## begin Passage provided

Dharampatni (English: Dutiful Wife) is an Indian drama television series that aired on Imagine TV. It was jointly produced by DJ's a Creative Unit and Endemol India. It premiered on 16 August 2011 and starred Harshad Chopda and Aasiya Kazi.

Plot

The story is about Mohan, who is sent abroad at a young age and returns after completing his studies. When he returns, he is completely changed, especially in the aspects of his behaviour and ideologies which are different from the others in his family, This change will make the character look grey. There are situations when his thought process counters his family, but the character is not completely grey. Later, because of his personal financial issues and family pressure, he marries a Gujrati girl Kastur, who is totally opposite of him in case of ideologies, traditions and culture. Mohan respects her, appreciates her and tries to fulfill his responsibilities towards her, However he doesn't love her yet but slowly as the time passes by, he understands her value as his wife and begins to develop feelings for her which turn into true love.

## end Passage provided

Short exercise 1
Copy out the Dharampatni passage word for word, starting at "Dharampatni (English: Dutiful" and ending at "and Aasiya Kazi.".
Short exercise 2
Does the Dharampatni passage support each of these statements? (a) The series aired on Imagine TV. (b) Mohan marries Kastur because he loves her. (c) Kastur shares Mohan's ideologies. Answer yes or no for each, and quote the words from the passage that decide it.

## begin Given entries

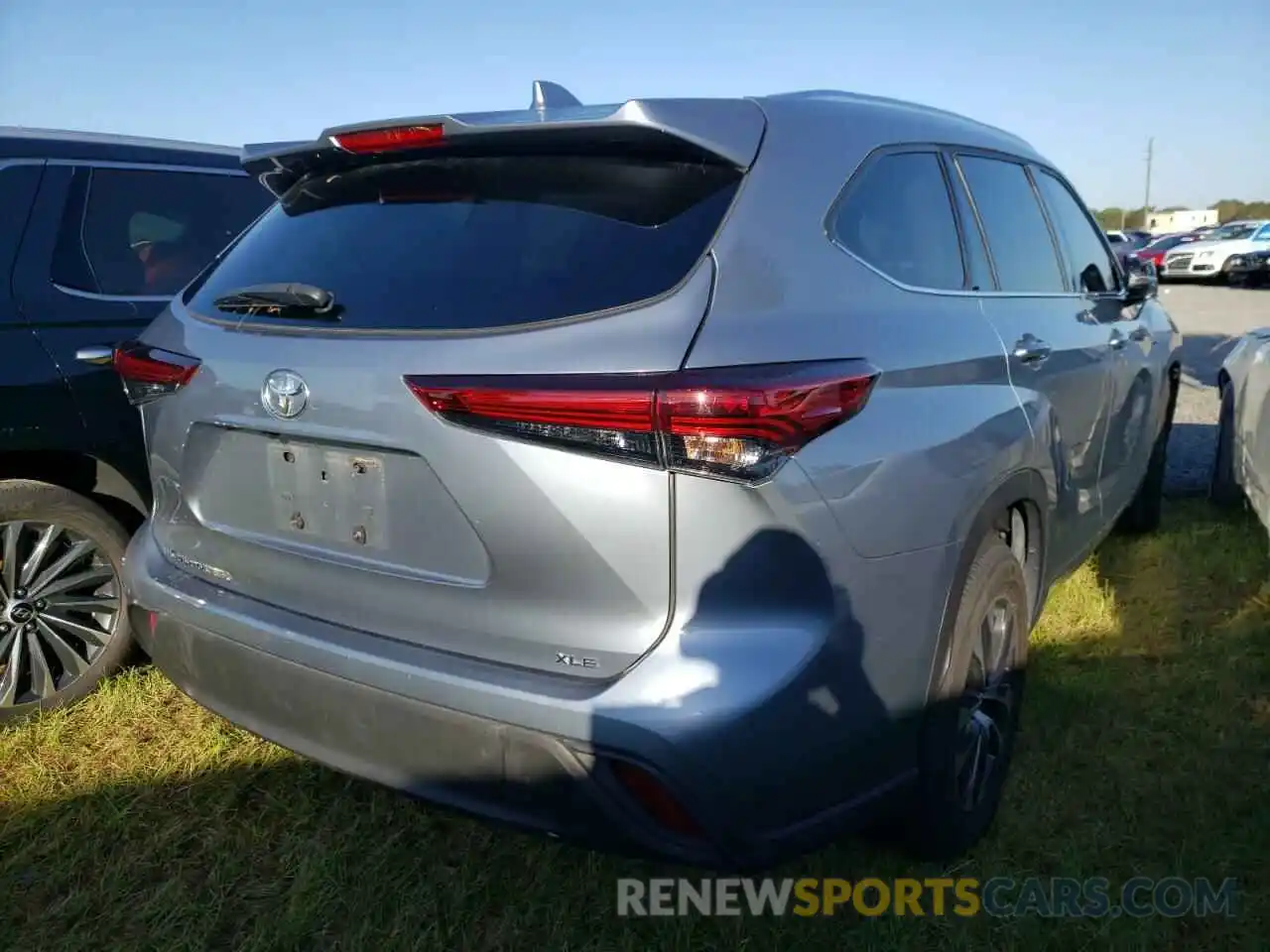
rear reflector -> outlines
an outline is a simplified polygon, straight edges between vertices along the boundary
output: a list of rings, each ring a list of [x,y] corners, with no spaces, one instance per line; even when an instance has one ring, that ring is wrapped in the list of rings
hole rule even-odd
[[[406,377],[450,423],[561,449],[740,482],[860,413],[860,360],[596,377]]]
[[[681,836],[701,836],[701,828],[671,792],[648,770],[625,760],[611,760],[613,776],[658,825]]]
[[[373,155],[439,145],[444,138],[444,129],[441,126],[395,126],[384,129],[342,132],[330,138],[345,152]]]
[[[135,340],[114,348],[112,363],[123,380],[123,392],[133,406],[175,393],[193,380],[199,364],[193,357],[160,350]]]

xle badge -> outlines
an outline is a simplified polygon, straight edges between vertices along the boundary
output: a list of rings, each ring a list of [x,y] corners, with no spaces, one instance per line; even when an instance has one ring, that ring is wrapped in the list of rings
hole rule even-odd
[[[598,668],[599,659],[580,658],[578,655],[566,655],[564,651],[556,651],[556,664],[564,664],[569,668]]]

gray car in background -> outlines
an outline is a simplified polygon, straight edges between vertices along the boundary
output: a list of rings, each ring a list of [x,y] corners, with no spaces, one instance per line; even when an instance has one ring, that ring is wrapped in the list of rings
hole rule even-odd
[[[988,829],[1180,336],[1022,140],[848,93],[328,129],[121,347],[155,661],[349,773],[758,866]]]

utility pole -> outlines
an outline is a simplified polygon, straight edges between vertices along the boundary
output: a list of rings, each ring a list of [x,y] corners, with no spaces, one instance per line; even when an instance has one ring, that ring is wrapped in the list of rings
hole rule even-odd
[[[1151,208],[1151,159],[1156,151],[1156,140],[1147,140],[1147,195],[1142,199],[1142,227],[1147,227],[1147,211]]]

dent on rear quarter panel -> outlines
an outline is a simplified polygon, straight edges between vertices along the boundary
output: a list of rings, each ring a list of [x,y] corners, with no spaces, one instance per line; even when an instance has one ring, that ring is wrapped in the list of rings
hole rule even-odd
[[[1031,430],[978,298],[906,291],[827,237],[832,202],[881,143],[823,118],[770,112],[715,248],[715,297],[688,366],[870,362],[881,374],[864,411],[798,463],[857,553],[945,545],[965,533],[975,500],[1030,463]]]

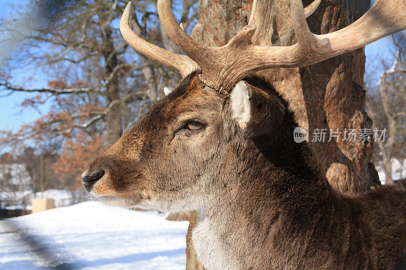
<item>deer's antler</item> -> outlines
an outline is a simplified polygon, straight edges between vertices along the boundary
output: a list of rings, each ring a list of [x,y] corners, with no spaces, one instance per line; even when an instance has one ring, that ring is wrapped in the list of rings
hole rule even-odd
[[[184,77],[199,68],[197,64],[186,55],[178,54],[154,45],[139,36],[130,27],[129,19],[131,2],[129,2],[120,21],[120,31],[124,40],[138,52],[162,65],[175,69]]]
[[[202,42],[202,26],[196,25],[192,37],[187,34],[176,22],[170,0],[158,1],[159,18],[169,37],[189,57],[171,53],[137,36],[128,26],[128,6],[121,19],[120,30],[125,40],[140,53],[179,71],[184,76],[199,67],[203,83],[227,94],[237,82],[256,71],[311,65],[406,29],[404,0],[376,0],[366,13],[353,24],[323,35],[310,31],[301,0],[290,0],[290,3],[298,42],[288,47],[253,45],[252,36],[256,27],[250,25],[223,47],[207,46]]]

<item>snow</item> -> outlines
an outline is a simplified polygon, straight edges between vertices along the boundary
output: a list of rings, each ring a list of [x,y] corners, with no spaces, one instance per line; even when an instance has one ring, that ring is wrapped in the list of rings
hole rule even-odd
[[[391,165],[392,166],[392,178],[393,180],[397,180],[406,177],[406,160],[404,160],[401,163],[396,159],[392,159]],[[382,165],[377,166],[377,170],[381,182],[382,184],[386,184],[386,176],[385,175],[385,171],[383,170]]]
[[[8,222],[75,269],[185,269],[189,222],[163,214],[86,202],[0,221],[0,269],[25,269],[46,264]]]

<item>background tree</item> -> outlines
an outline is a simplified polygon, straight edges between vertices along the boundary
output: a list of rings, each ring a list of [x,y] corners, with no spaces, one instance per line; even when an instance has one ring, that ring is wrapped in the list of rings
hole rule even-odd
[[[73,179],[84,170],[83,165],[115,143],[163,96],[164,87],[176,85],[180,79],[138,55],[122,38],[119,22],[128,2],[36,0],[26,13],[2,22],[0,35],[7,37],[2,43],[12,40],[19,49],[3,56],[0,91],[38,94],[25,99],[23,107],[52,106],[47,114],[16,132],[3,130],[0,142],[19,153],[35,145],[36,155],[39,144],[53,142],[57,147],[52,153],[60,156],[54,168],[64,186],[79,187]],[[156,1],[136,0],[132,5],[134,30],[179,52],[160,26]],[[177,2],[174,8],[186,28],[197,16],[195,1]],[[18,71],[26,66],[37,72],[27,74],[21,84]],[[30,87],[36,76],[47,78],[47,85]]]
[[[366,76],[368,90],[366,108],[374,122],[374,128],[385,129],[387,140],[378,140],[374,155],[377,164],[383,169],[388,183],[394,179],[392,170],[394,159],[400,164],[399,177],[406,153],[406,44],[403,36],[394,38],[395,52],[393,64],[388,66],[384,60],[381,65],[385,69],[377,82],[371,74]]]

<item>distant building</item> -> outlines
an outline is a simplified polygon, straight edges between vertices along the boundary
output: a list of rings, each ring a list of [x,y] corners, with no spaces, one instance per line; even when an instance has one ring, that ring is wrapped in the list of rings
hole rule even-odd
[[[0,206],[31,203],[32,179],[22,164],[0,164]]]

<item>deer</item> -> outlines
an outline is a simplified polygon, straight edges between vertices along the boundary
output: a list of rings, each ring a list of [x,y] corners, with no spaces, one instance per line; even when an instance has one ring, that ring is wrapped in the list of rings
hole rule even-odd
[[[254,45],[248,24],[211,47],[202,25],[188,35],[170,0],[158,0],[161,23],[183,55],[138,36],[129,3],[124,38],[183,79],[90,164],[82,185],[109,205],[197,210],[192,240],[208,269],[404,268],[406,180],[356,195],[334,189],[308,143],[294,141],[288,102],[255,73],[314,64],[406,29],[406,2],[377,0],[352,24],[323,35],[309,30],[300,0],[290,5],[296,44]]]

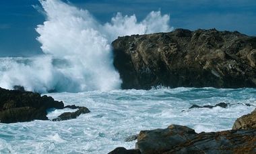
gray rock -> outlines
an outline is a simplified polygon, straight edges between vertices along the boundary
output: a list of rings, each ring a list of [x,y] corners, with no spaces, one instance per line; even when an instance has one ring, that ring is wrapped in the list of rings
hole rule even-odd
[[[177,29],[119,37],[112,46],[123,89],[256,88],[255,42],[237,31]]]

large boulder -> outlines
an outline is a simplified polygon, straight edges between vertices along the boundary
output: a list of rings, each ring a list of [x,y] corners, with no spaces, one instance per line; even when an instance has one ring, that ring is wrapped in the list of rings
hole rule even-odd
[[[135,149],[142,154],[255,153],[255,129],[197,133],[189,127],[172,125],[141,131]]]
[[[251,113],[238,118],[232,129],[256,129],[256,108]]]
[[[46,109],[51,108],[62,109],[64,104],[38,93],[0,88],[1,123],[47,120]]]
[[[119,37],[114,66],[123,89],[256,88],[256,37],[215,29]]]
[[[53,121],[66,121],[66,120],[69,120],[72,119],[76,119],[80,114],[88,113],[90,112],[88,108],[84,107],[84,106],[77,106],[75,105],[72,105],[72,106],[65,106],[65,108],[69,108],[71,109],[78,108],[78,110],[73,112],[64,112],[61,114],[61,115],[58,116],[57,118],[53,119]]]

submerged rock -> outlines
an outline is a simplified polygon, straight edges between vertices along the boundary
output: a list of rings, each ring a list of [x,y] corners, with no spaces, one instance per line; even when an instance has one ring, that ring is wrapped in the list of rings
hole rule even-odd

## end Given entries

Complete output 1
Dharampatni (English: Dutiful Wife) is an Indian drama television series that aired on Imagine TV. It was jointly produced by DJ's a Creative Unit and Endemol India. It premiered on 16 August 2011 and starred Harshad Chopda and Aasiya Kazi.

Complete output 2
(a) Yes: "aired on Imagine TV"
(b) No: "because of his personal financial issues and family pressure, he marries a Gujrati girl Kastur"
(c) No: "who is totally opposite of him in case of ideologies, traditions and culture"